### DATASET ROWS
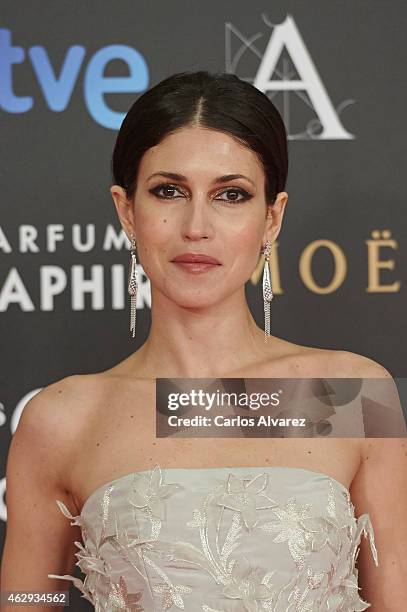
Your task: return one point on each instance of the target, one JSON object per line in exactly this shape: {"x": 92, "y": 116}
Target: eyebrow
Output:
{"x": 220, "y": 179}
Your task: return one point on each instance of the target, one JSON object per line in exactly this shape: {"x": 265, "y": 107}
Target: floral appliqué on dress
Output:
{"x": 229, "y": 553}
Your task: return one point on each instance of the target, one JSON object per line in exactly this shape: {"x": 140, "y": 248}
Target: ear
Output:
{"x": 275, "y": 213}
{"x": 124, "y": 208}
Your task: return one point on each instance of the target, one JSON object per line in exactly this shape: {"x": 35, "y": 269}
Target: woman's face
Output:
{"x": 183, "y": 205}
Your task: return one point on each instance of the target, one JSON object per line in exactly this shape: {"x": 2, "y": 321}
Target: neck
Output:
{"x": 205, "y": 342}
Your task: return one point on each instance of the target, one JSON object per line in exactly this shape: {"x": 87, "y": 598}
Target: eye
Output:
{"x": 167, "y": 188}
{"x": 236, "y": 191}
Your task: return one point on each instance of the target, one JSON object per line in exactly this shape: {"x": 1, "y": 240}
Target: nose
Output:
{"x": 197, "y": 223}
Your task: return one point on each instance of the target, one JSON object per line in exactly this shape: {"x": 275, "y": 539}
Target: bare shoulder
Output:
{"x": 55, "y": 416}
{"x": 353, "y": 365}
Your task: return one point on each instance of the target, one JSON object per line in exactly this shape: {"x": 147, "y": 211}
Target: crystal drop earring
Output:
{"x": 267, "y": 292}
{"x": 133, "y": 286}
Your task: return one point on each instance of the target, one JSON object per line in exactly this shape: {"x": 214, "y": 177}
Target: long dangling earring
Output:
{"x": 267, "y": 292}
{"x": 133, "y": 286}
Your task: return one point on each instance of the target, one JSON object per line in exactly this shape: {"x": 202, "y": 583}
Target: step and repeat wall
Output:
{"x": 68, "y": 74}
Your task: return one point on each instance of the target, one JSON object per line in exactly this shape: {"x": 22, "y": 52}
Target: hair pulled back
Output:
{"x": 218, "y": 101}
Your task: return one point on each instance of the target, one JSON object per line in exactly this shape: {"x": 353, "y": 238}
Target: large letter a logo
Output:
{"x": 287, "y": 35}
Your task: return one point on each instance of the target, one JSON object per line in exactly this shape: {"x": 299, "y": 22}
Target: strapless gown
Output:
{"x": 230, "y": 539}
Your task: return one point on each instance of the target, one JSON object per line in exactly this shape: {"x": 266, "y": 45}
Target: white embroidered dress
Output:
{"x": 230, "y": 539}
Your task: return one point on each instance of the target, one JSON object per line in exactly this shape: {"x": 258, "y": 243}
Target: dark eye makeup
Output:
{"x": 245, "y": 195}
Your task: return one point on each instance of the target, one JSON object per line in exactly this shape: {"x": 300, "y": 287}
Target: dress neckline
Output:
{"x": 247, "y": 469}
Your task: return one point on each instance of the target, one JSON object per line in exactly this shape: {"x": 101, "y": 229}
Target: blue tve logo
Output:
{"x": 57, "y": 89}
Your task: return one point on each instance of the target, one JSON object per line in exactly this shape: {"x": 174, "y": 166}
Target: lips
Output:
{"x": 195, "y": 258}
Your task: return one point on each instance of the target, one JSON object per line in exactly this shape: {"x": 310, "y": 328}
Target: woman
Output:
{"x": 200, "y": 167}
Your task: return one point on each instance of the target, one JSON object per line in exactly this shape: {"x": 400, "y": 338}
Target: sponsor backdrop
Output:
{"x": 70, "y": 71}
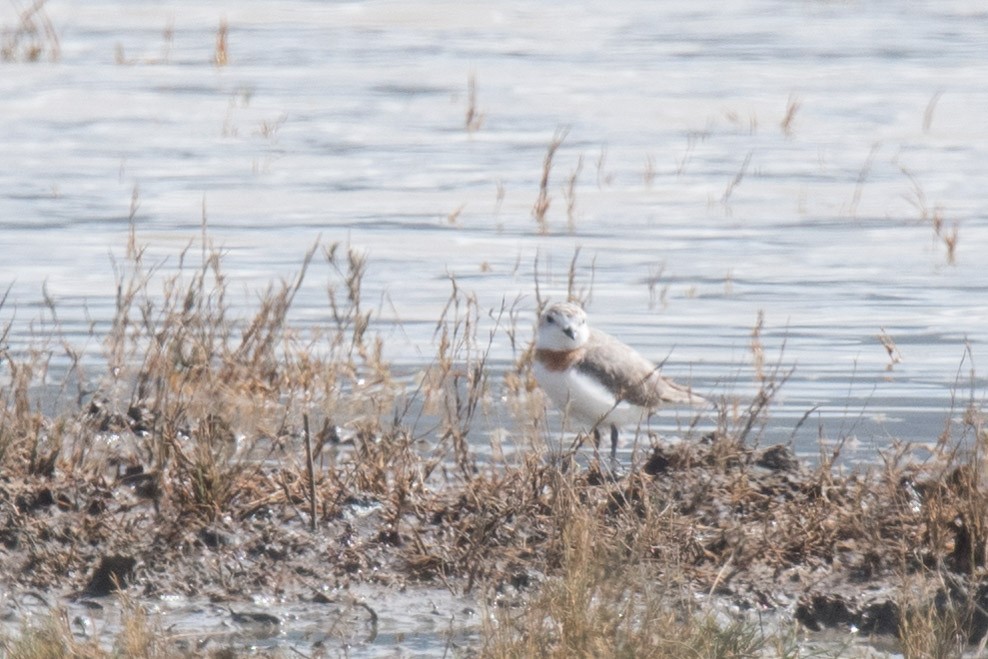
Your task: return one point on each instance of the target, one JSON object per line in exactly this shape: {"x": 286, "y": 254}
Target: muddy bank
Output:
{"x": 871, "y": 551}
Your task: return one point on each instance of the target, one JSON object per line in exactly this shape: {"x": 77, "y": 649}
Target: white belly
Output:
{"x": 584, "y": 400}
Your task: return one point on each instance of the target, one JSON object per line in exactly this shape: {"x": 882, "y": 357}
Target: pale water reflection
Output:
{"x": 819, "y": 163}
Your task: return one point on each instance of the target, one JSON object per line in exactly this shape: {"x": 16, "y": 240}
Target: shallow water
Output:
{"x": 694, "y": 206}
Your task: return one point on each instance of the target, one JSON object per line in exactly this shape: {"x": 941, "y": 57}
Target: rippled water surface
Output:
{"x": 822, "y": 164}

### THE REQUEST
Images do not belong in the copy; reproduce all other parts of the records above verbatim.

### RESULT BELOW
Your task: return one point on each instance of the target, one JSON object per line in exactly this shape: {"x": 92, "y": 116}
Target: eyebrow
Output:
{"x": 220, "y": 179}
Your task: return one point on each instance of the target, one JSON object per line in exactly this shape: {"x": 265, "y": 107}
Target: floral appliqué on dress
Output:
{"x": 229, "y": 553}
Your task: return one point on each instance of the target, one JSON object per line in exactly this shape: {"x": 140, "y": 248}
Target: ear
Output:
{"x": 275, "y": 213}
{"x": 124, "y": 208}
Your task: return one point on each instance of the target, one JSON object per line in exactly this shape: {"x": 35, "y": 269}
Target: woman's face
Output:
{"x": 183, "y": 205}
Your task: return one point on each instance of the target, one JSON object per line in exactly this shape: {"x": 2, "y": 321}
Target: neck
Output:
{"x": 205, "y": 342}
Your task: return one point on each instance of the target, one JSON object per line in exactly this shape: {"x": 87, "y": 598}
Target: eye
Output:
{"x": 167, "y": 188}
{"x": 236, "y": 191}
Your task: return one point on each instance of the target, one JSON object per line in exactly this shape: {"x": 1, "y": 240}
Target: nose
Output:
{"x": 197, "y": 223}
Your task: return one point on each instance of the target, one JSON object per line in exactly this shape: {"x": 275, "y": 539}
Target: bare shoulder
Output:
{"x": 55, "y": 416}
{"x": 353, "y": 365}
Your task: return one point on each instance of the target, one JSON object per line in exactly this shape: {"x": 147, "y": 211}
Target: crystal drop earring
Output:
{"x": 267, "y": 292}
{"x": 133, "y": 286}
Your task: return one point on each instance of the target, one JSON object per line in exactly this shape: {"x": 214, "y": 177}
Target: long dangling earring
Output:
{"x": 267, "y": 292}
{"x": 133, "y": 286}
Your task: return one point on each instance of the target, one JSON object per line in exactly this shape: {"x": 202, "y": 583}
Target: step and repeat wall
Output:
{"x": 68, "y": 74}
Your task: return one point on each instance of the target, one JSON object per line in exactly this shape: {"x": 22, "y": 52}
Target: hair pulled back
Output:
{"x": 218, "y": 101}
Your task: return one point on each instance of the target, one JSON object per line in exactly this shape: {"x": 353, "y": 238}
Target: large letter a logo
Output:
{"x": 287, "y": 35}
Your task: return one point on each instance of the target, one JSON object per line in exactly this shape: {"x": 299, "y": 22}
Target: strapless gown
Output:
{"x": 230, "y": 539}
Your task: return one point on each instance of the target, one JSON object per line in exactly this shape: {"x": 266, "y": 45}
Target: white embroidered dress
Output:
{"x": 230, "y": 539}
Your task: return one point on each instance of the target, one JSON object per line in exactly this shape: {"x": 258, "y": 243}
Target: dark eye makeup
Output:
{"x": 245, "y": 195}
Your task: return one point on each instance of the target, one JSON object per line in exactly this shape: {"x": 300, "y": 287}
Target: dress neckline
Output:
{"x": 247, "y": 469}
Your task: return one point on each instance of the target, one JSON object per line in exactly this shape: {"x": 101, "y": 229}
Target: blue tve logo
Output:
{"x": 57, "y": 89}
Your task: return one point on each instance of the target, one JSON object per line in exactly this shape: {"x": 174, "y": 166}
Target: lips
Output:
{"x": 195, "y": 258}
Your task: return one point on each instance of the target, one JSON object per line in exactly this shape: {"x": 310, "y": 328}
Target: woman
Output:
{"x": 200, "y": 167}
Your task: return one point on each instance of the target, one JSON object per line in exactly this shape: {"x": 400, "y": 338}
Target: sponsor backdrop
Output:
{"x": 70, "y": 71}
Your task: return one point on each instance of the target, one JSON object per line in exactly this shape: {"x": 286, "y": 254}
Target: muddy bank
Output:
{"x": 871, "y": 551}
Your task: return one point on each instance of the target, one JSON object per line in exactly this shape: {"x": 77, "y": 649}
Target: white belly
Output:
{"x": 584, "y": 400}
Your task: return one point on each instance of the target, one JSON object per line in exactly this shape: {"x": 882, "y": 357}
Target: pale water reflection
Output:
{"x": 819, "y": 163}
Your task: return one point on each instance of the target, one JSON object per line in exactly this shape: {"x": 16, "y": 240}
Target: shallow water
Output:
{"x": 694, "y": 206}
Your task: return one point on each instance of the target, one JSON object per line in exactly this shape: {"x": 941, "y": 57}
Target: rippled water surface
Output:
{"x": 822, "y": 164}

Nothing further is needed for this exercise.